-------- RECORD SET --------
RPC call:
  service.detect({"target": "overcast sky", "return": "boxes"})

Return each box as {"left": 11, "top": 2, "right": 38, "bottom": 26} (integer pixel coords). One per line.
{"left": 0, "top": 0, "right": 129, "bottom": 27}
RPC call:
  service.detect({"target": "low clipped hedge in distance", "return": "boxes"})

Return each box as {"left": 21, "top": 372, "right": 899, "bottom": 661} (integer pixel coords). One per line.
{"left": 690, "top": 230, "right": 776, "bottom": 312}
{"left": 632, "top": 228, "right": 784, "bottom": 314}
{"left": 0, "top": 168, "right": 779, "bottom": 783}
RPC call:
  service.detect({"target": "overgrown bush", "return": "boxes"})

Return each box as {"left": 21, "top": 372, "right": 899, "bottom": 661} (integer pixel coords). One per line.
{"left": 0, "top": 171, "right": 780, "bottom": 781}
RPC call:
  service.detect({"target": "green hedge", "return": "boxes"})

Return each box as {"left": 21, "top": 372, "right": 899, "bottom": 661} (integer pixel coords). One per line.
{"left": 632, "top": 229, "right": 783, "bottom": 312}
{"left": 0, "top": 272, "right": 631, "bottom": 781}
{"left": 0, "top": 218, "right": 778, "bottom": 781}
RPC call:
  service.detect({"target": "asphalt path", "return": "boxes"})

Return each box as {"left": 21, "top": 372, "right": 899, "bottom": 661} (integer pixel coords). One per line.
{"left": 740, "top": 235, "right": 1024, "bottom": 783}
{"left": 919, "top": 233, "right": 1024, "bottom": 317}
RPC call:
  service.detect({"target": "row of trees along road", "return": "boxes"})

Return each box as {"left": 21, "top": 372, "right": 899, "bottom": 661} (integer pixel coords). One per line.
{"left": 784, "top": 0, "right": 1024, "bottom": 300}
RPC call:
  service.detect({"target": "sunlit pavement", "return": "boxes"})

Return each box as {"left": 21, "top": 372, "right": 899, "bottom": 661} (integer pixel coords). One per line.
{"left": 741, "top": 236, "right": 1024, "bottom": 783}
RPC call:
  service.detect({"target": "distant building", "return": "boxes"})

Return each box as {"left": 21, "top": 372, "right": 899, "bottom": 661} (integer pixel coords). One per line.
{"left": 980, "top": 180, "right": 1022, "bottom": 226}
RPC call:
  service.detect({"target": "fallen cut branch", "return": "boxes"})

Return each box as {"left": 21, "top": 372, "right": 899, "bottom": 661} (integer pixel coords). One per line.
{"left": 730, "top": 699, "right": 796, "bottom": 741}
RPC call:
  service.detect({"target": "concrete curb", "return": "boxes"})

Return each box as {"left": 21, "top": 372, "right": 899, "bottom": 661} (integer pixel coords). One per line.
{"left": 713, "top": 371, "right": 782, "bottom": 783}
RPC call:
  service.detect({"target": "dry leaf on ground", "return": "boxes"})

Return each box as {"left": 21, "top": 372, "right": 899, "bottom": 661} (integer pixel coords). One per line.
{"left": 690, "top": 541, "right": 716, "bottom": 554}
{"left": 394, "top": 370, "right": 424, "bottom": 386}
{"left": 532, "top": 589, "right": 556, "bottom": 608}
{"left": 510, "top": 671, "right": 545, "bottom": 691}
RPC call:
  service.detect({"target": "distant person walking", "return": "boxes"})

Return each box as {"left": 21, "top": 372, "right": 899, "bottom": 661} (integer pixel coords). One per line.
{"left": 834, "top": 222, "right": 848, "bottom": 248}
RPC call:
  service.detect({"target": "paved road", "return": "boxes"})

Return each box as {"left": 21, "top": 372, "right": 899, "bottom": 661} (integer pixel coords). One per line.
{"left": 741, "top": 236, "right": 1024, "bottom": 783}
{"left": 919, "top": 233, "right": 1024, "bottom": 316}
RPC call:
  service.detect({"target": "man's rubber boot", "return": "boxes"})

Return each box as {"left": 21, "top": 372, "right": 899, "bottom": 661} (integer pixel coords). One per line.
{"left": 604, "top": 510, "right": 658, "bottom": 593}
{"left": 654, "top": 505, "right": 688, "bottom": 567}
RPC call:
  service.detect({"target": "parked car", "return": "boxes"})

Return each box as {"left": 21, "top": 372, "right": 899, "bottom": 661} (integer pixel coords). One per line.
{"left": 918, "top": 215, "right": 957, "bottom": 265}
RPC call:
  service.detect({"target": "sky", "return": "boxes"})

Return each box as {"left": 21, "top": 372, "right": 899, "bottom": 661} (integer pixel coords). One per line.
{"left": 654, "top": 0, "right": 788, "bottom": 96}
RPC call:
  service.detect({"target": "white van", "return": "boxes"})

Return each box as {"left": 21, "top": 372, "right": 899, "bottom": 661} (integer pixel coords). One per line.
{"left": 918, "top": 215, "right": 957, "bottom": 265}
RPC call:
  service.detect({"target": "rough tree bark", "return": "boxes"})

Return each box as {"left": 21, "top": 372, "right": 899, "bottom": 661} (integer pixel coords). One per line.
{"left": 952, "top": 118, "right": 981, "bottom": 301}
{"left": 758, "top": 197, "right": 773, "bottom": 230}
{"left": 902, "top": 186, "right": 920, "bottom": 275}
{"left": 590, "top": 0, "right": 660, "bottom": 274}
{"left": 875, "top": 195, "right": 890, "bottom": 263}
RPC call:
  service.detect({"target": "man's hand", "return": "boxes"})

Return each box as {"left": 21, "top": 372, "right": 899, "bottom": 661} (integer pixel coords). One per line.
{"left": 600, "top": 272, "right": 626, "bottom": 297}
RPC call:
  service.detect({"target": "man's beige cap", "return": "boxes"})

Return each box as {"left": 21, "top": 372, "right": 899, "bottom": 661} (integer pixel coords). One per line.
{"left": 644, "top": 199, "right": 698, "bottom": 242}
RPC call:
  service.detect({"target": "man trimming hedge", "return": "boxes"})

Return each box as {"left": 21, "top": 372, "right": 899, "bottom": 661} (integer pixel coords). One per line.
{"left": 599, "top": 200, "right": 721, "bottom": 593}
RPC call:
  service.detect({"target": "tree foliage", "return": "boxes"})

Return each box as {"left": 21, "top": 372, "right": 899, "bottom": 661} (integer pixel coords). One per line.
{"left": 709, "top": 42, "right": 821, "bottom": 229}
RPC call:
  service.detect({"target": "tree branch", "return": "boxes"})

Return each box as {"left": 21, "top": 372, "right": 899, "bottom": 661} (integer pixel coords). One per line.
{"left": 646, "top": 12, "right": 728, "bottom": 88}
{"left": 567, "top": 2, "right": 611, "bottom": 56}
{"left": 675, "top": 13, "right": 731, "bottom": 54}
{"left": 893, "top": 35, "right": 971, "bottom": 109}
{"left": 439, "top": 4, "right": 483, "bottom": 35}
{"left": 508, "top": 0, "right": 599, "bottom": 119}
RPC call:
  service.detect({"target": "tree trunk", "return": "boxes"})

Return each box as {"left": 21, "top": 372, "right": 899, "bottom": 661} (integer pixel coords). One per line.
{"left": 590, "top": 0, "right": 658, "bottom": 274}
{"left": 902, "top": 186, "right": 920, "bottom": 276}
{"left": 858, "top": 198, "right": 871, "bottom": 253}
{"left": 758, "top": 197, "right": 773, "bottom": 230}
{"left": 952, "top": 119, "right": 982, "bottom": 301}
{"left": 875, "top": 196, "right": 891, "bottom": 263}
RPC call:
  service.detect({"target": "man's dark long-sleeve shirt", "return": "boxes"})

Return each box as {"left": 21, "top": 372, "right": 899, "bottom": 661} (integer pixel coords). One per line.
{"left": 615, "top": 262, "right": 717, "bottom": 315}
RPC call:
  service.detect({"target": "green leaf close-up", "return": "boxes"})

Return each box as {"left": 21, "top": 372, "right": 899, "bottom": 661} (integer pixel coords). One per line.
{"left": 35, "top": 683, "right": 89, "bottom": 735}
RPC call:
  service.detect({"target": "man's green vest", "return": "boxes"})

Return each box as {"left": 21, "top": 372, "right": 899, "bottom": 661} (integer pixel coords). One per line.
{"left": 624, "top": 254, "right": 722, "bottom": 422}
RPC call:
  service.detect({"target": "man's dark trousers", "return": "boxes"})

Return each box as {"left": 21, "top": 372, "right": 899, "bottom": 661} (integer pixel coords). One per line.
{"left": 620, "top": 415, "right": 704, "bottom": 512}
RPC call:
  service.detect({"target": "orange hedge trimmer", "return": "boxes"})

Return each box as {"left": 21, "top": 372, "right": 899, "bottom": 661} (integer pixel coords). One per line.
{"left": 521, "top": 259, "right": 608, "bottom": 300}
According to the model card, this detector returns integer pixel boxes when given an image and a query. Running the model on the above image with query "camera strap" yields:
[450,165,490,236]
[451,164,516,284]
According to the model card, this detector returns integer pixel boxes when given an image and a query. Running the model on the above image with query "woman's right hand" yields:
--------
TASK TO CARRY OUT =
Look through the entries above and list every line containing "distant".

RESPONSE BELOW =
  service.detect({"target": "distant building", "return": "boxes"})
  service.detect({"target": "distant person walking", "return": "boxes"})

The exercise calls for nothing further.